Excerpted text:
>>>>>

If you are a New Relic user, you’re likely using New Relic to monitor your environment, detect problems, and troubleshoot them when they occur. But let’s consider exactly what that entails and describe a way to make this entire process much quicker.

Imagine that the dashboards used to monitor your application suddenly show a “blip”. CPU and memory usage just fell off a cliff, as did network throughput. Resource utilization was comfortably healthy and throughput didn’t show any sudden spikes prior to the problem.

The Typical Manual Troubleshooting Process

A bunch of alerts did go off, and New Relic’s AI features bucketed them all together, so all the problems seem related to one issue. But it doesn’t tell you what caused the issue.

In summary, your Golden Signals are showing latency is up, but traffic, saturation and errors didn’t show abnormal spikes, so there aren’t any obvious root cause indicators.

It’s been said that when dealing with software problems, you use:

  1. Metrics to know “when” something is wrong
  2. Traces to narrow down “where” the problem lies
  3. Logs to figure out “what” is wrong

Clearly, New Relic did its job with #1. It also helped with #2, although in this case, the problem was so pervasive that it didn’t narrow the problem down to a particular service.

So, you reluctantly start looking at the logs. Error count didn’t show any big jump, so you’ll have to do this the hard way – you open your log viewer, zoom in on the time and environment where the problem occurred, and start looking around for errors or other unusual events that explain what happened.

<<<<<

Assigned task A:
List every Golden Signal that the New Relic troubleshooting article names.
Assigned task B:
Write out the New Relic troubleshooting article again, everything from "Clearly, New Relic" down to "explain what happened.", changing "log viewer" to "log search tool".
Assigned task C:
Continue the New Relic troubleshooting article from where it stops.

Raw data:

>>>>>

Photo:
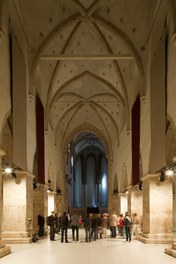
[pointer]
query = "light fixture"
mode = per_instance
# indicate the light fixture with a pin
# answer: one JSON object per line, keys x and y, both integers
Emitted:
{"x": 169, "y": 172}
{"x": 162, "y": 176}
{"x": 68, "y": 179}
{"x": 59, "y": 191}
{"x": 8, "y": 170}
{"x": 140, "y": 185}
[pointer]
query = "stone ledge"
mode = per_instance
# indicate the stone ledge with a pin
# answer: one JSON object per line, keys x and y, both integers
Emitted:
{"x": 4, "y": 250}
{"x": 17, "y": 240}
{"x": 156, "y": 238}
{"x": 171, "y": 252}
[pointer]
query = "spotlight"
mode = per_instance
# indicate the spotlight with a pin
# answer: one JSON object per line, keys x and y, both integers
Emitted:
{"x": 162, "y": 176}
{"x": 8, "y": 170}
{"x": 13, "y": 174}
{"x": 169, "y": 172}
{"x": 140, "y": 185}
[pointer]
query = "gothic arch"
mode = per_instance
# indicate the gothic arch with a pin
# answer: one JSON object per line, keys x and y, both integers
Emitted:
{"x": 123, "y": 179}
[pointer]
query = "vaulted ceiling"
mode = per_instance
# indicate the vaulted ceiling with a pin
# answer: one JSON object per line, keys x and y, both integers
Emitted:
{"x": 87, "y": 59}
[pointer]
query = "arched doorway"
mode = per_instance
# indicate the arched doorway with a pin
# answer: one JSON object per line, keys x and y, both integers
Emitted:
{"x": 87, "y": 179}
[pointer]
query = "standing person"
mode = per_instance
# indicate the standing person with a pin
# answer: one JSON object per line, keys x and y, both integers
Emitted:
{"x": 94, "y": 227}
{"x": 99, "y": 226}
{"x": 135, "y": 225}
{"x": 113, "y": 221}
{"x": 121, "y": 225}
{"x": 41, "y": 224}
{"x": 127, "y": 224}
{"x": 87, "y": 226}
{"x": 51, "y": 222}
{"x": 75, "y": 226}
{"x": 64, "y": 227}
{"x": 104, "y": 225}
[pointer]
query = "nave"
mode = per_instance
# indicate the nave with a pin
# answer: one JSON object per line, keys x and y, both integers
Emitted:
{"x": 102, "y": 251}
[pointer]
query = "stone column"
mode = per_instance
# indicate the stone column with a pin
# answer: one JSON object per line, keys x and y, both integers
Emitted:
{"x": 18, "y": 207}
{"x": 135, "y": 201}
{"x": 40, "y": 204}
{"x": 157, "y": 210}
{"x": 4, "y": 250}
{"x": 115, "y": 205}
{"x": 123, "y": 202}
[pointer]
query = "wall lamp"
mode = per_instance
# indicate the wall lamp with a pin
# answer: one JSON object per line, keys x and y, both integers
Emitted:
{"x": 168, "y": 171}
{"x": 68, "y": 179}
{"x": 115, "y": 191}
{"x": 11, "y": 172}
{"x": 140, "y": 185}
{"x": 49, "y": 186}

<<<<<
>>>>>

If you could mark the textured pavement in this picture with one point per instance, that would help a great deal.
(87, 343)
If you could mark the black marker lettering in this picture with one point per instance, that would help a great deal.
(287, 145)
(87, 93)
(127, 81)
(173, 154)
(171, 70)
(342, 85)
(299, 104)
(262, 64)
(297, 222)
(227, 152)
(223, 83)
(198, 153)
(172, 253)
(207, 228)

<<<<<
>>>>>

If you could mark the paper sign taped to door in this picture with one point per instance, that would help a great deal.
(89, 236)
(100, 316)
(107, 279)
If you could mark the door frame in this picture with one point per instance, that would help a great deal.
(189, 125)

<<<<<

Answer box A:
- latency
- traffic
- saturation
- errors

Answer box B:
Clearly, New Relic did its job with #1. It also helped with #2, although in this case, the problem was so pervasive that it didn’t narrow the problem down to a particular service.

So, you reluctantly start looking at the logs. Error count didn’t show any big jump, so you’ll have to do this the hard way – you open your log search tool, zoom in on the time and environment where the problem occurred, and start looking around for errors or other unusual events that explain what happened.

Answer box C:
You see a cluster of errors around the time of the blip, but they’re just the symptoms – complaining about failed transactions and timeouts. So, you spend an hour working backward from there – and you finally spot a smoking gun – a benign-looking event that changed network settings. Sure enough – someone inadvertently “broke” the network. You keep checking to make sure there aren’t other unexpected events and finally conclude this was the root cause. Total time taken: 1.5 hours. You close the incident with your notes.

There is a better way

Imagine software that could self-train on the normal event patterns of your environment, and spot the same clusters of rare errors or warnings that a skilled engineer would. And, crucially, could also spot the outlier event(s) that actually triggered the whole problem, much faster than human eyes could. And what if all of this showed up automatically in your New Relic dashboard, lined up right below those unexplained blips?

You’re probably skeptical. But what if it were accurate in picking up the events described above? And concise – just a handful of events, plus auto-generated natural language summaries (as opposed to searching millions of events, or even scrolling through hundreds of “anomalies” as some other machine learning approaches require you to)? This is what Root Cause as a Service offers you, and it has been validated to achieve over 95% accuracy.